*** Input data
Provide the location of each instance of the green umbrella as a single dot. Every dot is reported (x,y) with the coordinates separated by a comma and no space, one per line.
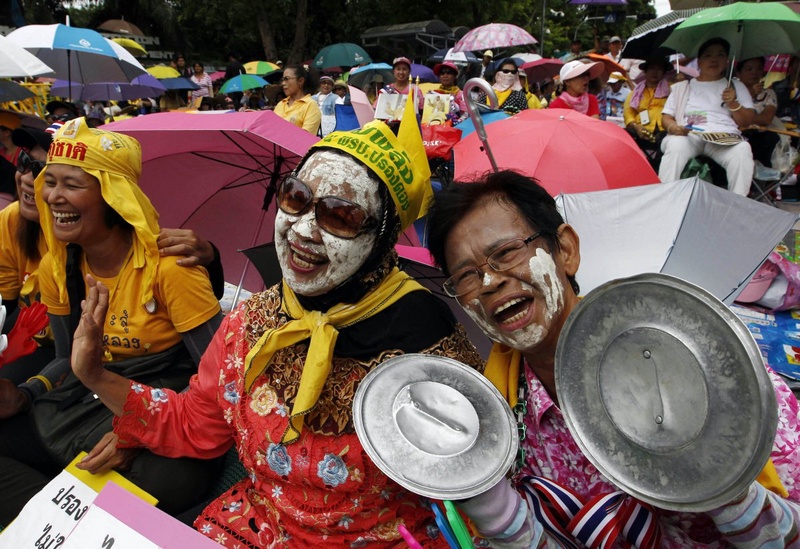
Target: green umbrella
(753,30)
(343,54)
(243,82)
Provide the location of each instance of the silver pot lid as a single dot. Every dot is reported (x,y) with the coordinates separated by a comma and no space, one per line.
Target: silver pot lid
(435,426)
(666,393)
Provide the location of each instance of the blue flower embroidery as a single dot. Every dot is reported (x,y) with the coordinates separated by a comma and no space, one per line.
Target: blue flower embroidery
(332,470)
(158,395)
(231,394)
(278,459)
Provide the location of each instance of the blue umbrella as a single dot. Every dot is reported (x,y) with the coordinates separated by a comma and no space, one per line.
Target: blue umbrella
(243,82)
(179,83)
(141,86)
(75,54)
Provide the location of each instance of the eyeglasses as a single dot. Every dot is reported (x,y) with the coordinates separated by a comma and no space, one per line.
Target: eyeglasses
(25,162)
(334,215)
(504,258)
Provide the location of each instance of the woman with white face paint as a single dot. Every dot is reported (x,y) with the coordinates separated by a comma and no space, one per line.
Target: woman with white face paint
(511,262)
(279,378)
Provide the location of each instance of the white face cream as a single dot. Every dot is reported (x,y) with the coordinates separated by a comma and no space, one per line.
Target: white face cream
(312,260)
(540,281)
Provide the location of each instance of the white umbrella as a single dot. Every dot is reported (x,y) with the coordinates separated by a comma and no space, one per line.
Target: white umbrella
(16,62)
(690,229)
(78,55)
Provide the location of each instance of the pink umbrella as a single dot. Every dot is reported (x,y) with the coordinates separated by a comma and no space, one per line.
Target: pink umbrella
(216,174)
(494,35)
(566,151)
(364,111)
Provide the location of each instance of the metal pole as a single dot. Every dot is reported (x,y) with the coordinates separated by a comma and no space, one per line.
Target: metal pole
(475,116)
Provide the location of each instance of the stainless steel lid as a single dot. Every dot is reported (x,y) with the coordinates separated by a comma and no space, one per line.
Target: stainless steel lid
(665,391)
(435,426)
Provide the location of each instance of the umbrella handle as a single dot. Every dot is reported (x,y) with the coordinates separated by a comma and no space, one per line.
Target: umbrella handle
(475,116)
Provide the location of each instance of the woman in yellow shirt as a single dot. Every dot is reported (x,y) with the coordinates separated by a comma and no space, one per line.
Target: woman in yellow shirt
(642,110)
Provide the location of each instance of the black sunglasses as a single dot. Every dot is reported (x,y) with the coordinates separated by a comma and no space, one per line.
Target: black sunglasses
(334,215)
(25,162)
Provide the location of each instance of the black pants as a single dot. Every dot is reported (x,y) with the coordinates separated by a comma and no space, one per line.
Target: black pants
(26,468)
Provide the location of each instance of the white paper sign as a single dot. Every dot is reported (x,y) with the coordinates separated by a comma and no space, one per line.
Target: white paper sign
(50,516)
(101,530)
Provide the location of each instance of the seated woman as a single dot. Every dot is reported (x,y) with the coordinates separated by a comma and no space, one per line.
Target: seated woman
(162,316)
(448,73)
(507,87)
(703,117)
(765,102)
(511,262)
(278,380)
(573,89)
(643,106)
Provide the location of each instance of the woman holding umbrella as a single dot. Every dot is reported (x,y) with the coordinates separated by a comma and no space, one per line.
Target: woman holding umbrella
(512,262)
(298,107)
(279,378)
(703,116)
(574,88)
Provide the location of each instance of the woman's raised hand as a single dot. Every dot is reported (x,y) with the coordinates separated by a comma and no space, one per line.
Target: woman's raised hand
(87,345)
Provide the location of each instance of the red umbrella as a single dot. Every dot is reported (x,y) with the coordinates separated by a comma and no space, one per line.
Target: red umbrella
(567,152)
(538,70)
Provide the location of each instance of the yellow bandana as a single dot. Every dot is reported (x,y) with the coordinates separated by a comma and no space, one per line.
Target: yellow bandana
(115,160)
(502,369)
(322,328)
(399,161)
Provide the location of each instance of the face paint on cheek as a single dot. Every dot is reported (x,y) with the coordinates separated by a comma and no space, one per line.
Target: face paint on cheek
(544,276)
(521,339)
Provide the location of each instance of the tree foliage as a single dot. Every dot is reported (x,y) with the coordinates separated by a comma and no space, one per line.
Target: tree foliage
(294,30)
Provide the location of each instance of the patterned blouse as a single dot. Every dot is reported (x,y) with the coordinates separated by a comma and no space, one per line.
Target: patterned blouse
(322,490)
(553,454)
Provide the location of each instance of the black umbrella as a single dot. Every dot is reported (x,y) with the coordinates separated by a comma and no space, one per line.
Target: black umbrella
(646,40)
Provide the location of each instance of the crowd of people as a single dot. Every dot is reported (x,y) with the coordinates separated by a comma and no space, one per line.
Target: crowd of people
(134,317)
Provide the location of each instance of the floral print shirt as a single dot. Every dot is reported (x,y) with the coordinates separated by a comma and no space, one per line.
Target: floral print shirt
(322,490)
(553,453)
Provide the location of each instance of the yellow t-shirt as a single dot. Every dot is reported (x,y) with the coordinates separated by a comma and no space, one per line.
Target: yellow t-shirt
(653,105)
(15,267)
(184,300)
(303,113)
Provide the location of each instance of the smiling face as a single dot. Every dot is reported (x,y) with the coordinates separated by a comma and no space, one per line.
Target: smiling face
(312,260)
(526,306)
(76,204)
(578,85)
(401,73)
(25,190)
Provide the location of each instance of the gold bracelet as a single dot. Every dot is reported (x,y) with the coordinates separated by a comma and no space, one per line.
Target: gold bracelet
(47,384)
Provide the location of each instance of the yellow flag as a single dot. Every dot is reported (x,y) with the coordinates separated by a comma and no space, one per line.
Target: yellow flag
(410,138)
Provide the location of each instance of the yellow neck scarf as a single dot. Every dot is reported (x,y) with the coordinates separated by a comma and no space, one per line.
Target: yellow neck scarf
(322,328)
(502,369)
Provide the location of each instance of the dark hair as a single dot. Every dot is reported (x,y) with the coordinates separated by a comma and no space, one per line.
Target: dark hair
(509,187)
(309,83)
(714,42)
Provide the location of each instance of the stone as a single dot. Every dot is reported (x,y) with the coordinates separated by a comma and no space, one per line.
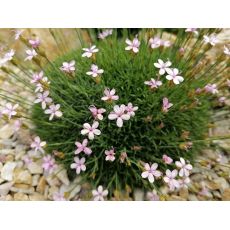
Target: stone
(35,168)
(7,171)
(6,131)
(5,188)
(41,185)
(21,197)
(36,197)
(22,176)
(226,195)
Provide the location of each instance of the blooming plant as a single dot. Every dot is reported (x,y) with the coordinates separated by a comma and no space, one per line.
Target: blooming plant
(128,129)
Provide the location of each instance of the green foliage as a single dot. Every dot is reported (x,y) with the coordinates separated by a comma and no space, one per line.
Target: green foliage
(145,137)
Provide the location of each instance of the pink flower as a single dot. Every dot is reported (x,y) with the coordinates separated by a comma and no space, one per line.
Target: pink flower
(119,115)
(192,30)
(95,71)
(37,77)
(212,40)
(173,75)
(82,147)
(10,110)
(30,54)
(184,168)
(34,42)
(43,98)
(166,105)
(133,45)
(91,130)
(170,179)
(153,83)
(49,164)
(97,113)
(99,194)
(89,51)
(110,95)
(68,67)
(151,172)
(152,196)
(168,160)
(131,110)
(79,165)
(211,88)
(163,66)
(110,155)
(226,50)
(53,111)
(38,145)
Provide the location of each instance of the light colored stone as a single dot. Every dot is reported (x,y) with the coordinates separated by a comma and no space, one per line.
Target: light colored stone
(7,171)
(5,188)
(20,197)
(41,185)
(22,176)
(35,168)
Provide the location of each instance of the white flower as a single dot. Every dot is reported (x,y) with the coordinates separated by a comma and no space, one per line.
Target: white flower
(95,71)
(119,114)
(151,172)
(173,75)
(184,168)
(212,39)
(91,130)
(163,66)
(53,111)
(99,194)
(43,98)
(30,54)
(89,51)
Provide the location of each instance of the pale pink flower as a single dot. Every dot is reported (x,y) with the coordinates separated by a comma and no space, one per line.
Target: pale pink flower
******
**What to produce**:
An exact copy of the entries from the line containing "Provide the location of each instance of the white flower" through the last line is the expected answer.

**Response below**:
Provide the location of each instance of the white flower as a single dot. Every dot is reported (x,y) with the coordinates separated by a comma and no space, one per line.
Target: white flower
(95,71)
(119,114)
(151,172)
(173,75)
(184,168)
(212,39)
(91,130)
(163,66)
(53,111)
(99,194)
(43,98)
(30,54)
(89,51)
Provide the location of each instance of the pale pink flower as a single dot. Every dot is reported (x,y) with the coordinates separated by a comma and no space, one per line.
Target: pale pink flower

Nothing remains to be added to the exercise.